_Problem details_:
Convert the lines from the one containing "segment --target arched" through the one containing "133 104 L 130", including both of those lines, into a numbered list with one line per item and the blank lines left out.

_Records supplied_:
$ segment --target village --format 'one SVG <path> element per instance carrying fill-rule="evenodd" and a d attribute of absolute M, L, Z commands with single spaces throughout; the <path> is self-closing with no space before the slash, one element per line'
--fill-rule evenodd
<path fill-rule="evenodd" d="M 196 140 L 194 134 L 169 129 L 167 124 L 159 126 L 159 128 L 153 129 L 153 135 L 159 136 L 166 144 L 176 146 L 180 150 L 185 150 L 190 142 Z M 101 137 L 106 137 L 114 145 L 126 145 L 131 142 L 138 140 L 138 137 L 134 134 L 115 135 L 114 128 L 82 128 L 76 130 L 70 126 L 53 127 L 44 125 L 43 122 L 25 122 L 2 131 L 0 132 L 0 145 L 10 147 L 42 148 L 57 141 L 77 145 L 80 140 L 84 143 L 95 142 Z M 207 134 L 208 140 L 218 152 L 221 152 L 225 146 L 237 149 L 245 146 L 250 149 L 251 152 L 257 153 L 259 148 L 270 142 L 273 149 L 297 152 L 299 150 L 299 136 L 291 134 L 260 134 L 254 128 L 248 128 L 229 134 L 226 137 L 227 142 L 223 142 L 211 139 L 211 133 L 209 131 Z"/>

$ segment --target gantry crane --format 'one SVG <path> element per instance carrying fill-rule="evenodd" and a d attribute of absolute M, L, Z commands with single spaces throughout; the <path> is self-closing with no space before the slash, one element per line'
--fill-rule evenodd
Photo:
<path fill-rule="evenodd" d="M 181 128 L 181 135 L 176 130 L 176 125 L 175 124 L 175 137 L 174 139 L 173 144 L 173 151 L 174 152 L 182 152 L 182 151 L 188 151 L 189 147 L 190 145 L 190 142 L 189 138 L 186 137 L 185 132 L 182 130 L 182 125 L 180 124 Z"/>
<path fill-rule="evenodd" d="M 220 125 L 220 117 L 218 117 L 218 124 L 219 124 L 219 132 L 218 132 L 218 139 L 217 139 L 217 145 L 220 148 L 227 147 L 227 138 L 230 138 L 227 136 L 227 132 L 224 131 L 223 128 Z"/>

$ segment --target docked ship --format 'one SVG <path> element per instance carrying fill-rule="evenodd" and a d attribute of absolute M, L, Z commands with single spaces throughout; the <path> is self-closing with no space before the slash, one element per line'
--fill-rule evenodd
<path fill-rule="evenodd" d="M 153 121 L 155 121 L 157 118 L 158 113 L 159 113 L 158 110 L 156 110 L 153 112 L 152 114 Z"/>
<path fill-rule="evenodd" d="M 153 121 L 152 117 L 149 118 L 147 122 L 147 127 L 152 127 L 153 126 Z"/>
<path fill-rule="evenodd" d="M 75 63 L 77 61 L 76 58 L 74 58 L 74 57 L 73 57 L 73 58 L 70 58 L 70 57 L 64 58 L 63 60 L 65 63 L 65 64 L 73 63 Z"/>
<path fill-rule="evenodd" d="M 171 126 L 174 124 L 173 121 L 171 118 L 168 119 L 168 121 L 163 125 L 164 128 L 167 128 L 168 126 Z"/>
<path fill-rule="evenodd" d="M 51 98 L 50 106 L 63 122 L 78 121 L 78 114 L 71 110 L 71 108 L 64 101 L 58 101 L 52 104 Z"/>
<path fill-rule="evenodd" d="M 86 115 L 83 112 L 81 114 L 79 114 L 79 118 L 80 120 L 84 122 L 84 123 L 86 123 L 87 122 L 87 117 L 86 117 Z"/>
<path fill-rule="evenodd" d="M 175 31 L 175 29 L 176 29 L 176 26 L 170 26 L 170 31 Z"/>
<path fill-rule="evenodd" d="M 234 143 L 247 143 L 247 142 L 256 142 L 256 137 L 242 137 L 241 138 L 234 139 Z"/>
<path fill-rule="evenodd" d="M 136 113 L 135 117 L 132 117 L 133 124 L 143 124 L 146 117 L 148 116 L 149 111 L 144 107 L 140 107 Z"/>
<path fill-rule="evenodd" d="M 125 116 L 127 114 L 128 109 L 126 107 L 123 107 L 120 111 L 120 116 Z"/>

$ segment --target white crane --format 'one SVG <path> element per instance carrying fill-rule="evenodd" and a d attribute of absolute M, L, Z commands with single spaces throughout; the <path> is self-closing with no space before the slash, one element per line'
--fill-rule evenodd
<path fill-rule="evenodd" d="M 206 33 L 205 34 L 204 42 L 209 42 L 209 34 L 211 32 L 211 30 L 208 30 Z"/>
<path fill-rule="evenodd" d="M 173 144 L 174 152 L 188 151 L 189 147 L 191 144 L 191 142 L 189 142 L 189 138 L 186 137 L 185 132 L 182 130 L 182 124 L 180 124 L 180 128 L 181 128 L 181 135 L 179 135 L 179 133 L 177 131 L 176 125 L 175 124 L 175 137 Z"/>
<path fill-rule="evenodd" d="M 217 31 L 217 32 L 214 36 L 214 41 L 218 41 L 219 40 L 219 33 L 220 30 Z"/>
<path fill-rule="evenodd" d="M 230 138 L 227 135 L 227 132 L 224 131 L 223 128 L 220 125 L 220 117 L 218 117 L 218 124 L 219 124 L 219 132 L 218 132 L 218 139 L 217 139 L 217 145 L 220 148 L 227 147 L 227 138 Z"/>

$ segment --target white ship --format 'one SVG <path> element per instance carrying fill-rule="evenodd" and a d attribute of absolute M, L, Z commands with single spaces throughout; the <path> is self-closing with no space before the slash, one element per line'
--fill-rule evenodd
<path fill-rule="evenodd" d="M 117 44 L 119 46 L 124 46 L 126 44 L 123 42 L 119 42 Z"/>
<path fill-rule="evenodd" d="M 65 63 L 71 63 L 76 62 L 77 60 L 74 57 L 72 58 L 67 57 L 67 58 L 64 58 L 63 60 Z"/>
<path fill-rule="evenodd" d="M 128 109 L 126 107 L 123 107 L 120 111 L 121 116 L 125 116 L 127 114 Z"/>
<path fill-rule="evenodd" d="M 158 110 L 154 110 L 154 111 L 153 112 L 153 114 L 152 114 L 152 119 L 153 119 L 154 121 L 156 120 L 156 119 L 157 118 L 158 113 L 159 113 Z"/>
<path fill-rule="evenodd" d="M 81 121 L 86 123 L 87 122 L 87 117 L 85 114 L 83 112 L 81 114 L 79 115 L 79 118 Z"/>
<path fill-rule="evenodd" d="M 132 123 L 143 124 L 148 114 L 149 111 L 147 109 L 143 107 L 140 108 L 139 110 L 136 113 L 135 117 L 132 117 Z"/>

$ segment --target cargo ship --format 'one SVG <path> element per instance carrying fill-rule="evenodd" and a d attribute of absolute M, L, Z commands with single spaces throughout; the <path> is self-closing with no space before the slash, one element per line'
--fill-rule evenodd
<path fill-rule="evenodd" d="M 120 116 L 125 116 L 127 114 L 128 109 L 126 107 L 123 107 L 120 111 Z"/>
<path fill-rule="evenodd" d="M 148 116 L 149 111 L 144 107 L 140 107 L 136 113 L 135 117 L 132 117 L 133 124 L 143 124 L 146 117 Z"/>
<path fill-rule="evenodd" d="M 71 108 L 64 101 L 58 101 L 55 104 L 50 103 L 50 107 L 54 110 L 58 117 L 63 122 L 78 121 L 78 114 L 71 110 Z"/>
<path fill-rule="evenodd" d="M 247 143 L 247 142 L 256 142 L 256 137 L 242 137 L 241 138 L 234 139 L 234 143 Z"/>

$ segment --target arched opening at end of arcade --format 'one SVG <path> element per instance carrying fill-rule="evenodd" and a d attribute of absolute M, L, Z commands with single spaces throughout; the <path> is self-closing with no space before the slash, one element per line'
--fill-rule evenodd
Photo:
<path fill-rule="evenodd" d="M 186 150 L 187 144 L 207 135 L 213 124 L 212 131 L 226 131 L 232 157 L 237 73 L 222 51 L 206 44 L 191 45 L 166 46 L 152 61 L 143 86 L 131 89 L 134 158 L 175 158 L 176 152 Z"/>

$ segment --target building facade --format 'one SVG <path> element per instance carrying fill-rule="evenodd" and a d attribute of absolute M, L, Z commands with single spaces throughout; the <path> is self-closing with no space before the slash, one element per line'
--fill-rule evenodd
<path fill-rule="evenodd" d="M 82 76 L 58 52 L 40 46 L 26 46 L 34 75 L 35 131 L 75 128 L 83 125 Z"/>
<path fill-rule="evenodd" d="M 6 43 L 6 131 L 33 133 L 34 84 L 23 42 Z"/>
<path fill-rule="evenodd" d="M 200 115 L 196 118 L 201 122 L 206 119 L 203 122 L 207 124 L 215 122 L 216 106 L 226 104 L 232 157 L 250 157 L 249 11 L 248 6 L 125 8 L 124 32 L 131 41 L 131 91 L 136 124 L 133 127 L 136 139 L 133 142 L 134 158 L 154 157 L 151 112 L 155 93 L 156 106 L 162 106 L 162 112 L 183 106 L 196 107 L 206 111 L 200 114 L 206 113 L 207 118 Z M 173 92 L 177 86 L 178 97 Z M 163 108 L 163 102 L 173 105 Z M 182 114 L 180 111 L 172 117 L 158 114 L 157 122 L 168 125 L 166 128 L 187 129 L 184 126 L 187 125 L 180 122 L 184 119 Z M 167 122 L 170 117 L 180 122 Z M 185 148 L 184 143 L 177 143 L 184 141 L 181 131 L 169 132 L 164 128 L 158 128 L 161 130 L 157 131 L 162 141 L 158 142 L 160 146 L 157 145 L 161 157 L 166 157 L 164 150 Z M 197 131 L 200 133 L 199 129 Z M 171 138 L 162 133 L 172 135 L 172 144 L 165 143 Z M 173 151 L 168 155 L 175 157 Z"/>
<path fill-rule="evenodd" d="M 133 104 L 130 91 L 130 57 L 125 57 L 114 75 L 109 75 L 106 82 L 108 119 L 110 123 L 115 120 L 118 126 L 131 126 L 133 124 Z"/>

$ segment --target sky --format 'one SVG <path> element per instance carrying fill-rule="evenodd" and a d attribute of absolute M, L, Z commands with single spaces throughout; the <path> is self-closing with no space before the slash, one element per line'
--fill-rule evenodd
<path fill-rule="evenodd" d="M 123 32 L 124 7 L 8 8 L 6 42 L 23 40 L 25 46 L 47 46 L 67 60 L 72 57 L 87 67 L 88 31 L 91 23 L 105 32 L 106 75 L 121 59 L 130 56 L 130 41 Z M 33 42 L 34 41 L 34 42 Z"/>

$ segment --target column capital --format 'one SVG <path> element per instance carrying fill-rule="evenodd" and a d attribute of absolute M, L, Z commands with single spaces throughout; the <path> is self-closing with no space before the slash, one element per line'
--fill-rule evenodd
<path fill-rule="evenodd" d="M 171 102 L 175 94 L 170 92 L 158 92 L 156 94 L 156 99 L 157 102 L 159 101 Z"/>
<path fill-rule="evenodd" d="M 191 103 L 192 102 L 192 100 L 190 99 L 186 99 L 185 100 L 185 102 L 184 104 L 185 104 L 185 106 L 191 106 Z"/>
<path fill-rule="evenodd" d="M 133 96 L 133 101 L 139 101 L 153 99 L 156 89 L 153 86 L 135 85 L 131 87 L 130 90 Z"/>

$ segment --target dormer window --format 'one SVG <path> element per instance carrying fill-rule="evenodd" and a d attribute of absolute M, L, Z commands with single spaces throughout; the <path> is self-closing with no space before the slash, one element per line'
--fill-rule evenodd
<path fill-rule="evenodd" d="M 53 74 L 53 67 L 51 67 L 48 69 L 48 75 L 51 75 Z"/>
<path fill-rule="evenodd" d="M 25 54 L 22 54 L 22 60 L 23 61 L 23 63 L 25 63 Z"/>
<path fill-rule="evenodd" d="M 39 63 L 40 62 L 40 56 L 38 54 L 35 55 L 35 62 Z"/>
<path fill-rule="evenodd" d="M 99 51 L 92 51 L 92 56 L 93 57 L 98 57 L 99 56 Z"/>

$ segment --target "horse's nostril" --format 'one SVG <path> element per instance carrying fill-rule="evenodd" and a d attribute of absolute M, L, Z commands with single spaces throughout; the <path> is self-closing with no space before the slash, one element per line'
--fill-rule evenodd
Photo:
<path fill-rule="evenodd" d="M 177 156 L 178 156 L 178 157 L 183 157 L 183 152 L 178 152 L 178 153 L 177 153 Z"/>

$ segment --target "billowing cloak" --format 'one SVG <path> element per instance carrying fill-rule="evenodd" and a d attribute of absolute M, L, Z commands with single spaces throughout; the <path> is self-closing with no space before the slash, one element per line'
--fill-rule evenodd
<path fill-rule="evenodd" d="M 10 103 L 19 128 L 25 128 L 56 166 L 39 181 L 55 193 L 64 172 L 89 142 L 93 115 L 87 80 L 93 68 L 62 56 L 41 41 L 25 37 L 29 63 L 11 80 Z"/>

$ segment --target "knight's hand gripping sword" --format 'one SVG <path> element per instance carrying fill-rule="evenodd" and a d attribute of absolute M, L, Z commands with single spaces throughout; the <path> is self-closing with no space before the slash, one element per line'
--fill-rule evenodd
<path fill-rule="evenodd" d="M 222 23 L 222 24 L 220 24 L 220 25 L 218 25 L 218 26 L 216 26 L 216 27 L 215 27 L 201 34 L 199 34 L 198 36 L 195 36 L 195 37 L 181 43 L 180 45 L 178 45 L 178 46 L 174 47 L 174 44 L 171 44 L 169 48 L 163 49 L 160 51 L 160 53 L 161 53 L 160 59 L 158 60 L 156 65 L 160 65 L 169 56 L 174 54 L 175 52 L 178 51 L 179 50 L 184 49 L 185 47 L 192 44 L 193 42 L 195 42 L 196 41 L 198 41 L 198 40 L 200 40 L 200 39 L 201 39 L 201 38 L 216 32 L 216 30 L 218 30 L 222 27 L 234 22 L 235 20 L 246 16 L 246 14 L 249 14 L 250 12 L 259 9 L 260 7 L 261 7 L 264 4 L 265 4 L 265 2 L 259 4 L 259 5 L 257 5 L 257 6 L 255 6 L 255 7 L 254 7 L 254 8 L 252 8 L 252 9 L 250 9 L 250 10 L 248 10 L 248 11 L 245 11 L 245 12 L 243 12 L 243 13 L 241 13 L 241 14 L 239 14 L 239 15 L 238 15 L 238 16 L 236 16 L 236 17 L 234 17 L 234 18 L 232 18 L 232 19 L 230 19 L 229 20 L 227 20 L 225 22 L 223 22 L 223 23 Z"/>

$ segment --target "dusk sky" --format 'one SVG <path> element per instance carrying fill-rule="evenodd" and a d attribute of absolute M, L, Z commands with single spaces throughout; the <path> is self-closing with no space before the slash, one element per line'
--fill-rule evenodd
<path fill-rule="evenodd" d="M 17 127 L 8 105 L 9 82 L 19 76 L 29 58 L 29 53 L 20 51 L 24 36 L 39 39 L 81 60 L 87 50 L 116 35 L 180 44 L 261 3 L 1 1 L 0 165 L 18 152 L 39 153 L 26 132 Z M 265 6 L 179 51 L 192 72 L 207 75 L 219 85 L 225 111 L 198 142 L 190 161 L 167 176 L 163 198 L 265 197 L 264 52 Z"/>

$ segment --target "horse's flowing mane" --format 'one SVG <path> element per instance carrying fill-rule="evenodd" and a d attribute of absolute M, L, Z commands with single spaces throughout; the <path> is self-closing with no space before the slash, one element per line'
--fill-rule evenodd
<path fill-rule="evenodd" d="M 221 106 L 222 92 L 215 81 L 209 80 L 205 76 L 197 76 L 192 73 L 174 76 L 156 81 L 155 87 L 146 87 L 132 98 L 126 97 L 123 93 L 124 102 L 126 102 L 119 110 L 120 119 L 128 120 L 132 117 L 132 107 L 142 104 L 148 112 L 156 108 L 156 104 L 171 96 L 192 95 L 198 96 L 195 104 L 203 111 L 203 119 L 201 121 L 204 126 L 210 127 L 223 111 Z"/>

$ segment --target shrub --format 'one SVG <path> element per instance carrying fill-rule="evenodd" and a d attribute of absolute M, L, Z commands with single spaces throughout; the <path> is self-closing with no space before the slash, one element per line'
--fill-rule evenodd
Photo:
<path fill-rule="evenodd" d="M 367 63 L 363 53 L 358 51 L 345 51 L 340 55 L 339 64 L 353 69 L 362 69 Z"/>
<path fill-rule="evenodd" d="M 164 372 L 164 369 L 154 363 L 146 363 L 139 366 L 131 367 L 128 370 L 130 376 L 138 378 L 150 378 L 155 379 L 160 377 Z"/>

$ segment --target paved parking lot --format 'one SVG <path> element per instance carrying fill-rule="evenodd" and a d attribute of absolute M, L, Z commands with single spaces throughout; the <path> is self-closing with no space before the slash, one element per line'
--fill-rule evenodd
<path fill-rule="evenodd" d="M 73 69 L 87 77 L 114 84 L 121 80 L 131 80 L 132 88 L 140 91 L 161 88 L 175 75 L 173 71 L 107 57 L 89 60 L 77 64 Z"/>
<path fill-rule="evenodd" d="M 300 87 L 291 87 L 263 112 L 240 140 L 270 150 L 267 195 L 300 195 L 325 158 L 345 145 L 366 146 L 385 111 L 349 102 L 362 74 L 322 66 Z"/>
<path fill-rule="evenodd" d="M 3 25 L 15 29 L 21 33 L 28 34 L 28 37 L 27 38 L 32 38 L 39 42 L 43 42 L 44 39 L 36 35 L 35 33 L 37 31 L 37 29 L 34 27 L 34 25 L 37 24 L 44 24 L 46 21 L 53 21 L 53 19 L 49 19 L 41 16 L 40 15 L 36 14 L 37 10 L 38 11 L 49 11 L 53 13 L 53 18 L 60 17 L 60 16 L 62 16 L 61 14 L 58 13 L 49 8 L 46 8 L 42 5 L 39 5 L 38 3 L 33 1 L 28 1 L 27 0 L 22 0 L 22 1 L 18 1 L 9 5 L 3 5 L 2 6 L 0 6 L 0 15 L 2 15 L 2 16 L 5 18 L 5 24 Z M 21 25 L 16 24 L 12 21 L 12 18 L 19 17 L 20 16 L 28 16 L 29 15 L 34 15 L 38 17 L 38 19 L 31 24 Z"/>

_Full output_:
1. $ segment --target arched opening at end of arcade --format 'one SVG <path> element per instance carrying fill-rule="evenodd" and a d attribute of absolute M, L, Z commands with single spaces throughout; the <path> is self-closing with no space before the slash, one element per line'
2. --fill-rule evenodd
3. Photo:
4. <path fill-rule="evenodd" d="M 186 150 L 187 144 L 207 135 L 213 124 L 212 131 L 226 131 L 232 157 L 237 73 L 222 51 L 206 44 L 191 45 L 166 46 L 152 61 L 143 86 L 131 89 L 134 158 L 175 158 L 176 152 Z"/>
5. $ segment --target building facade --format 'one SVG <path> element per instance carrying fill-rule="evenodd" and a d attribute of absolute M, L, Z commands with single spaces throughout; the <path> is self-closing with no space before the slash, one element per line'
6. --fill-rule evenodd
7. <path fill-rule="evenodd" d="M 82 76 L 58 52 L 40 46 L 26 46 L 34 75 L 35 131 L 75 128 L 83 125 Z"/>
8. <path fill-rule="evenodd" d="M 6 43 L 6 131 L 33 133 L 34 84 L 23 42 Z"/>
9. <path fill-rule="evenodd" d="M 200 115 L 196 118 L 201 122 L 206 119 L 203 122 L 207 124 L 215 122 L 216 106 L 226 104 L 232 157 L 250 157 L 249 11 L 248 6 L 125 8 L 124 32 L 131 41 L 131 91 L 136 124 L 133 127 L 136 139 L 133 142 L 134 158 L 154 157 L 151 112 L 155 93 L 156 106 L 162 106 L 162 112 L 183 106 L 196 107 L 206 111 L 200 114 L 206 113 L 207 118 Z M 173 92 L 177 86 L 178 97 Z M 163 108 L 163 102 L 173 105 Z M 182 114 L 180 111 L 172 117 L 158 114 L 157 122 L 168 125 L 166 128 L 187 129 L 184 126 L 187 125 L 180 122 L 184 119 Z M 167 122 L 170 117 L 180 122 Z M 185 148 L 184 143 L 177 143 L 184 141 L 181 131 L 169 132 L 164 128 L 158 128 L 161 130 L 157 131 L 162 141 L 158 142 L 160 146 L 157 145 L 161 157 L 166 157 L 164 150 Z M 197 131 L 200 133 L 199 129 Z M 171 138 L 162 133 L 172 135 L 172 144 L 165 143 Z M 173 151 L 168 155 L 175 157 Z"/>
10. <path fill-rule="evenodd" d="M 133 104 L 130 91 L 130 57 L 125 57 L 114 75 L 109 75 L 106 82 L 108 119 L 110 123 L 115 120 L 118 126 L 131 126 L 133 124 Z"/>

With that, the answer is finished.